> PROMPT: Each line in the records below, from the one that contains "Expected: the pointer indicates a point on the woman with" to the one that contains "Expected: the pointer indicates a point on the parked", should be reproduced exactly, the first and last included.

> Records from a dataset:
---*---

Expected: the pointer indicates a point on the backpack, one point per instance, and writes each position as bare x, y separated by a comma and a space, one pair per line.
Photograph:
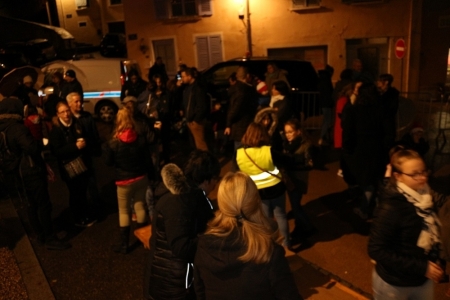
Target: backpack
8, 159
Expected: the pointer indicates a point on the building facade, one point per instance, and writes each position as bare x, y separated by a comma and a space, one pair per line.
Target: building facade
335, 32
89, 20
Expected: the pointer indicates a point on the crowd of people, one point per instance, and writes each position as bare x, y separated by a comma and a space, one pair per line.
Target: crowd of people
237, 251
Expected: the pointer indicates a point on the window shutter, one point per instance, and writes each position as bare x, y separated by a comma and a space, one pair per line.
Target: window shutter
82, 3
161, 11
215, 48
202, 52
204, 8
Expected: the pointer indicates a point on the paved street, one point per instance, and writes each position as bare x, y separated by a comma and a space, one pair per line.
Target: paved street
334, 266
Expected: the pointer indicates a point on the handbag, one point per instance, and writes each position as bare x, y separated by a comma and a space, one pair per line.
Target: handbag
144, 234
75, 167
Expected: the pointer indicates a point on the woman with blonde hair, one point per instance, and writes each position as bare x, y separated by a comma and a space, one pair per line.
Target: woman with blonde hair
128, 151
240, 256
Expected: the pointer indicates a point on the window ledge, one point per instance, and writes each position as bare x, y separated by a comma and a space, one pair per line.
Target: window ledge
187, 19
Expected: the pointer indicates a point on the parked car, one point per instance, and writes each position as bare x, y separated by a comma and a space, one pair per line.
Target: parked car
102, 81
113, 45
10, 61
301, 75
35, 52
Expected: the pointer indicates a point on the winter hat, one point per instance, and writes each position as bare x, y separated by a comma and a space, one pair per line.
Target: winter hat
27, 79
128, 99
71, 73
11, 106
417, 129
261, 87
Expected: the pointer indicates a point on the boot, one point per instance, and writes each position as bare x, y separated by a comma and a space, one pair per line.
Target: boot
122, 245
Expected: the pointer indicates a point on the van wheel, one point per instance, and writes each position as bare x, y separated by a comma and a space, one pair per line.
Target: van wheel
106, 113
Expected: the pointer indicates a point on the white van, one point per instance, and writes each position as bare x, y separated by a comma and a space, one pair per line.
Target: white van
101, 79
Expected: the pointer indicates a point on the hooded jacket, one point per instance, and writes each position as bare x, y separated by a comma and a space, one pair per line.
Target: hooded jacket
219, 274
129, 153
274, 133
18, 137
180, 214
393, 239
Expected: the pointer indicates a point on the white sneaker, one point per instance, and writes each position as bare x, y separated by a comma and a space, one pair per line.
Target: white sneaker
360, 214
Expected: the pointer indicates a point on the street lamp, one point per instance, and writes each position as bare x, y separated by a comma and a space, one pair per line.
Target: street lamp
244, 8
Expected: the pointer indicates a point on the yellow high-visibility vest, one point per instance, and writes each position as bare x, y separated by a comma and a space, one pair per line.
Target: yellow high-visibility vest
262, 157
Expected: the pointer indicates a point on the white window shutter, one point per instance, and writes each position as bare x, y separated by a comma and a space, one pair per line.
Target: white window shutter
202, 52
204, 8
81, 3
215, 49
161, 11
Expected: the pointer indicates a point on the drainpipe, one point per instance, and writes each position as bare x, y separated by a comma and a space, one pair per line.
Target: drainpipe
249, 30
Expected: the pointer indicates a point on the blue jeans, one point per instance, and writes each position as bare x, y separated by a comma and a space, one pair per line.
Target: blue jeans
302, 220
385, 291
277, 207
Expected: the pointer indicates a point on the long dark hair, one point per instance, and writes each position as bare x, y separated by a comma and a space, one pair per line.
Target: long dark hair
367, 94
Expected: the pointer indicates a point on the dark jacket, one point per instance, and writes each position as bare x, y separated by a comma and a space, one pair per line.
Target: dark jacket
18, 137
195, 103
285, 111
174, 236
362, 143
300, 151
71, 87
389, 103
219, 274
133, 89
393, 239
241, 110
129, 154
63, 141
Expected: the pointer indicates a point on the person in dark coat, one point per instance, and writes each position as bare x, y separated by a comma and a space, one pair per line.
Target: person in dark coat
30, 166
345, 80
298, 146
134, 86
195, 107
405, 238
181, 213
240, 256
67, 142
284, 106
242, 107
362, 144
325, 87
158, 68
26, 89
93, 147
57, 83
389, 102
71, 85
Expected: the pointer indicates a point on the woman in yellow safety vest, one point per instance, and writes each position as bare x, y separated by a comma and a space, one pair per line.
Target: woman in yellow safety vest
259, 161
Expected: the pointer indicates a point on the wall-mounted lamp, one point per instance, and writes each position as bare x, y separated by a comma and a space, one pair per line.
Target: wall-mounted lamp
241, 12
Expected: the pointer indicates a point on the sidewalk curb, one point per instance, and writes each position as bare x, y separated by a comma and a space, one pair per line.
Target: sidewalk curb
341, 283
32, 274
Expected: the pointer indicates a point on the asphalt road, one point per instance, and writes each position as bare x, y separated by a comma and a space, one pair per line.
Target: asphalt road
90, 270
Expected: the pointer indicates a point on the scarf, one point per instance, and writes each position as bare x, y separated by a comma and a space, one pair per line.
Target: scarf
423, 203
274, 99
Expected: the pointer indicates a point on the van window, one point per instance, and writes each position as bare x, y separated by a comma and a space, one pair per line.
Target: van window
126, 66
223, 73
49, 74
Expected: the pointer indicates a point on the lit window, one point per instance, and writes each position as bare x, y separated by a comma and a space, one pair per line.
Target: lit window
299, 4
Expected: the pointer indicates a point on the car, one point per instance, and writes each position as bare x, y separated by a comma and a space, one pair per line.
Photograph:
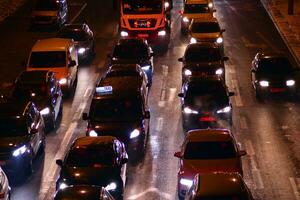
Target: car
99, 161
219, 185
49, 13
207, 151
43, 89
119, 107
203, 59
273, 73
205, 102
127, 70
4, 186
83, 38
134, 51
58, 55
81, 192
207, 30
22, 136
201, 9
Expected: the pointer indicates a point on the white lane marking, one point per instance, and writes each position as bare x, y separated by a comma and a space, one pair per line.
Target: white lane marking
243, 123
249, 148
159, 124
79, 12
172, 94
295, 188
162, 195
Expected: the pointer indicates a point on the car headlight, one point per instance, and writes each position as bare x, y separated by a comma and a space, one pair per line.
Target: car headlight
111, 186
186, 182
62, 186
264, 83
93, 133
45, 111
187, 72
219, 71
227, 109
187, 110
81, 50
290, 83
135, 133
162, 33
19, 151
185, 19
146, 67
219, 40
63, 81
193, 40
124, 34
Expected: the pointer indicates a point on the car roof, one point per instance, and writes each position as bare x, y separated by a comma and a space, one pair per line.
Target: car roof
38, 76
52, 44
93, 141
213, 184
202, 135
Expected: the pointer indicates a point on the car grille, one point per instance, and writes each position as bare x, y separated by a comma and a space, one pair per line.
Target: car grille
142, 23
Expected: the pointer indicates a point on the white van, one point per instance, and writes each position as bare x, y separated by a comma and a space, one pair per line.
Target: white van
57, 55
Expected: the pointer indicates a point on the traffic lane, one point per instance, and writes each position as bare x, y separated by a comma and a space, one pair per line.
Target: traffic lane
270, 168
16, 39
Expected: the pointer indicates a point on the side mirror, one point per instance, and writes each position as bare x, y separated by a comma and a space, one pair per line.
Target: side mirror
85, 116
59, 162
225, 58
231, 94
181, 95
147, 115
178, 154
242, 153
72, 63
124, 160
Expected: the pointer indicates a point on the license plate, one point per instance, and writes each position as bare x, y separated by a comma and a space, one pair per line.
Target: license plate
277, 90
143, 35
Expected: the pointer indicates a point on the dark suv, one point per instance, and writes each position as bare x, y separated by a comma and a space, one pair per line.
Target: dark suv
21, 136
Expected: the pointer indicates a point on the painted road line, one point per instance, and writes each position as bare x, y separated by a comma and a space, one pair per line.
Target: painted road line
172, 94
159, 124
79, 12
295, 187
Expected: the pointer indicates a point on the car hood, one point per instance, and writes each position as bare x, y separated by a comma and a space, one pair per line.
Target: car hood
100, 176
192, 167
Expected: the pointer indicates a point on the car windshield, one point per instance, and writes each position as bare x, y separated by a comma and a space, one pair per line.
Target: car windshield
196, 8
210, 150
206, 95
116, 110
13, 127
92, 156
75, 35
130, 52
201, 54
205, 27
48, 59
275, 66
142, 6
45, 5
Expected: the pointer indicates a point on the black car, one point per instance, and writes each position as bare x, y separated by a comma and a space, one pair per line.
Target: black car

---*---

> REPLY TO THE EXERCISE:
Expected: the pointer indicates a point on the woman with blonde hair, one point per instance, and writes each position as bare x, y separated by a comma and a space, one pair per line.
Target: woman with blonde hair
128, 151
240, 256
Expected: the pointer indicates a point on the window ledge, one point per instance, and writes each position as bare x, y separated by a comma and a space, one pair per line.
Target: window ledge
187, 19
Expected: the pointer indicates a point on the parked car, one point per instance, and writes each position as bare x, y separated by a comma and a space, one pair per line.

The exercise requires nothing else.